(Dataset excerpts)
Start of Block

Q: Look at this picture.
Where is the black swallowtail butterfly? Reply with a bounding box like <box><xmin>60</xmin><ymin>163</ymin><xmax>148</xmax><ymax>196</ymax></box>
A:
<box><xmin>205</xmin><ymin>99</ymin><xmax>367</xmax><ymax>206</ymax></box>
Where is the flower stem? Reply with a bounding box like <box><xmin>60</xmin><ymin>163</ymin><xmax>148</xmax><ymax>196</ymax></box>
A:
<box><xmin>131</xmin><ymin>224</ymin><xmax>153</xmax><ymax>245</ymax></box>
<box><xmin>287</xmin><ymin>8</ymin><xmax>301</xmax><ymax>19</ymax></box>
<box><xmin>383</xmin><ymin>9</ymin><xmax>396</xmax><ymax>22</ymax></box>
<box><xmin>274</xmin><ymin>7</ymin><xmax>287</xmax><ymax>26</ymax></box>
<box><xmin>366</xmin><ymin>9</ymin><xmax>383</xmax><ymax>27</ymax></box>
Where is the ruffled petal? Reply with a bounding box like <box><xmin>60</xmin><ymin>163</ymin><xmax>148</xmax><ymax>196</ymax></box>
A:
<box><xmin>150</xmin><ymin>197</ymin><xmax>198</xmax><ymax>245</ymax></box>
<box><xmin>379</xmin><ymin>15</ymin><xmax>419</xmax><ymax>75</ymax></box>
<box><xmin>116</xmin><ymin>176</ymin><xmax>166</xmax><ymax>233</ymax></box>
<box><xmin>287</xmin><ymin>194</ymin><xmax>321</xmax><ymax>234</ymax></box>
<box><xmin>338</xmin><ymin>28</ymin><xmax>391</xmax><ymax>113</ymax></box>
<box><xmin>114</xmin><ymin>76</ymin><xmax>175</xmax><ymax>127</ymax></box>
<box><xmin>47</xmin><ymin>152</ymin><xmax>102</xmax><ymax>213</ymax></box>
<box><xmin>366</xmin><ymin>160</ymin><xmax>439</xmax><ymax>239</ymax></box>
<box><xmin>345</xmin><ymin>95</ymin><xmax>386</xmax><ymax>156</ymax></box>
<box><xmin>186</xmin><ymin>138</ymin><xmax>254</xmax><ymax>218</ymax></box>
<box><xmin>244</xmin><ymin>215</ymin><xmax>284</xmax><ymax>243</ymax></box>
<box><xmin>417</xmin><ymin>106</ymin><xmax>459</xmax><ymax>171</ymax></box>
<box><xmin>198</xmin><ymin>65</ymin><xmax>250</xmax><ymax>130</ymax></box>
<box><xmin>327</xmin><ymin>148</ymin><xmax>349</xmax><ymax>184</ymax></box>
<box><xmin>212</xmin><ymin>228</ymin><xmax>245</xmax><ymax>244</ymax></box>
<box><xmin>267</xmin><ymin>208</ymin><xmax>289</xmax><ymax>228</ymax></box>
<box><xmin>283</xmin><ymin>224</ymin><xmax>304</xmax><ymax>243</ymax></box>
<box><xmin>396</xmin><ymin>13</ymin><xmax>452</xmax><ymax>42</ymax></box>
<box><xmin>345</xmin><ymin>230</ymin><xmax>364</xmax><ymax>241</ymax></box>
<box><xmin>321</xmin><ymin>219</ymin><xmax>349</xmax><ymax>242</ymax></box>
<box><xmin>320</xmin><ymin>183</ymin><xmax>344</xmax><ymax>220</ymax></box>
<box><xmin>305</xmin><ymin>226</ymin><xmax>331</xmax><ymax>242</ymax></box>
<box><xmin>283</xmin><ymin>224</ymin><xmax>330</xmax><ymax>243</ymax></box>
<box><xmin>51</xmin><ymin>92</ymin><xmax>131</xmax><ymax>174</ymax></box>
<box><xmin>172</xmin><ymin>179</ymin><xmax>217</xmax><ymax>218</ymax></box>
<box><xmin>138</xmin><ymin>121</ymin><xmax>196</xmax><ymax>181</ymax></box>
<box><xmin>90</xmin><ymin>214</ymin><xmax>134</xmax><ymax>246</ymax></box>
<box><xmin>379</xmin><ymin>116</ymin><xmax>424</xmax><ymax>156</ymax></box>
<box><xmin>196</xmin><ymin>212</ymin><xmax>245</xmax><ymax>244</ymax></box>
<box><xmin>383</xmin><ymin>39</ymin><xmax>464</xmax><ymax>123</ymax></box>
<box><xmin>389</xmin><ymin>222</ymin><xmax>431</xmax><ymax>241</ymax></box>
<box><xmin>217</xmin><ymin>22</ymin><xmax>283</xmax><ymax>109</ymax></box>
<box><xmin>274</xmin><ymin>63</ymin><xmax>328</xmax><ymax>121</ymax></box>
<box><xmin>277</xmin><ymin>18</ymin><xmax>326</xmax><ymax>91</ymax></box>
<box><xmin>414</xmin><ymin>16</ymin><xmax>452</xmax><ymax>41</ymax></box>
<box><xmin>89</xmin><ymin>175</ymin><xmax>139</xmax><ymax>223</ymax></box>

End of Block

Required action: Retype the entries exactly; leave nothing out.

Answer for this exercise:
Q: Look at this picture.
Where is the black swallowtail butterfly? Reply with a bounding box like <box><xmin>60</xmin><ymin>163</ymin><xmax>148</xmax><ymax>196</ymax></box>
A:
<box><xmin>205</xmin><ymin>99</ymin><xmax>367</xmax><ymax>206</ymax></box>
Where is the flower stem? Reply with a bounding box like <box><xmin>60</xmin><ymin>163</ymin><xmax>148</xmax><ymax>196</ymax></box>
A:
<box><xmin>131</xmin><ymin>224</ymin><xmax>153</xmax><ymax>245</ymax></box>
<box><xmin>287</xmin><ymin>8</ymin><xmax>301</xmax><ymax>19</ymax></box>
<box><xmin>383</xmin><ymin>9</ymin><xmax>396</xmax><ymax>22</ymax></box>
<box><xmin>274</xmin><ymin>7</ymin><xmax>287</xmax><ymax>26</ymax></box>
<box><xmin>366</xmin><ymin>9</ymin><xmax>383</xmax><ymax>27</ymax></box>
Where is the ruffled petal? Reply with a bounding box like <box><xmin>60</xmin><ymin>163</ymin><xmax>148</xmax><ymax>196</ymax></box>
A:
<box><xmin>150</xmin><ymin>197</ymin><xmax>198</xmax><ymax>245</ymax></box>
<box><xmin>379</xmin><ymin>15</ymin><xmax>419</xmax><ymax>75</ymax></box>
<box><xmin>116</xmin><ymin>176</ymin><xmax>166</xmax><ymax>233</ymax></box>
<box><xmin>287</xmin><ymin>194</ymin><xmax>321</xmax><ymax>234</ymax></box>
<box><xmin>338</xmin><ymin>28</ymin><xmax>391</xmax><ymax>113</ymax></box>
<box><xmin>114</xmin><ymin>76</ymin><xmax>175</xmax><ymax>127</ymax></box>
<box><xmin>47</xmin><ymin>152</ymin><xmax>102</xmax><ymax>213</ymax></box>
<box><xmin>366</xmin><ymin>160</ymin><xmax>439</xmax><ymax>239</ymax></box>
<box><xmin>345</xmin><ymin>95</ymin><xmax>386</xmax><ymax>156</ymax></box>
<box><xmin>186</xmin><ymin>138</ymin><xmax>254</xmax><ymax>218</ymax></box>
<box><xmin>244</xmin><ymin>215</ymin><xmax>284</xmax><ymax>243</ymax></box>
<box><xmin>417</xmin><ymin>106</ymin><xmax>459</xmax><ymax>171</ymax></box>
<box><xmin>198</xmin><ymin>65</ymin><xmax>250</xmax><ymax>130</ymax></box>
<box><xmin>327</xmin><ymin>148</ymin><xmax>349</xmax><ymax>184</ymax></box>
<box><xmin>212</xmin><ymin>228</ymin><xmax>245</xmax><ymax>244</ymax></box>
<box><xmin>267</xmin><ymin>208</ymin><xmax>289</xmax><ymax>228</ymax></box>
<box><xmin>283</xmin><ymin>224</ymin><xmax>304</xmax><ymax>243</ymax></box>
<box><xmin>396</xmin><ymin>13</ymin><xmax>452</xmax><ymax>42</ymax></box>
<box><xmin>345</xmin><ymin>230</ymin><xmax>364</xmax><ymax>241</ymax></box>
<box><xmin>321</xmin><ymin>219</ymin><xmax>349</xmax><ymax>242</ymax></box>
<box><xmin>320</xmin><ymin>183</ymin><xmax>344</xmax><ymax>220</ymax></box>
<box><xmin>305</xmin><ymin>226</ymin><xmax>331</xmax><ymax>242</ymax></box>
<box><xmin>283</xmin><ymin>224</ymin><xmax>330</xmax><ymax>243</ymax></box>
<box><xmin>51</xmin><ymin>92</ymin><xmax>131</xmax><ymax>174</ymax></box>
<box><xmin>172</xmin><ymin>179</ymin><xmax>217</xmax><ymax>218</ymax></box>
<box><xmin>138</xmin><ymin>121</ymin><xmax>196</xmax><ymax>181</ymax></box>
<box><xmin>90</xmin><ymin>214</ymin><xmax>134</xmax><ymax>246</ymax></box>
<box><xmin>379</xmin><ymin>116</ymin><xmax>424</xmax><ymax>156</ymax></box>
<box><xmin>196</xmin><ymin>212</ymin><xmax>245</xmax><ymax>244</ymax></box>
<box><xmin>383</xmin><ymin>39</ymin><xmax>464</xmax><ymax>123</ymax></box>
<box><xmin>389</xmin><ymin>222</ymin><xmax>431</xmax><ymax>241</ymax></box>
<box><xmin>217</xmin><ymin>22</ymin><xmax>283</xmax><ymax>109</ymax></box>
<box><xmin>274</xmin><ymin>63</ymin><xmax>328</xmax><ymax>121</ymax></box>
<box><xmin>277</xmin><ymin>18</ymin><xmax>326</xmax><ymax>91</ymax></box>
<box><xmin>414</xmin><ymin>16</ymin><xmax>452</xmax><ymax>41</ymax></box>
<box><xmin>89</xmin><ymin>175</ymin><xmax>139</xmax><ymax>223</ymax></box>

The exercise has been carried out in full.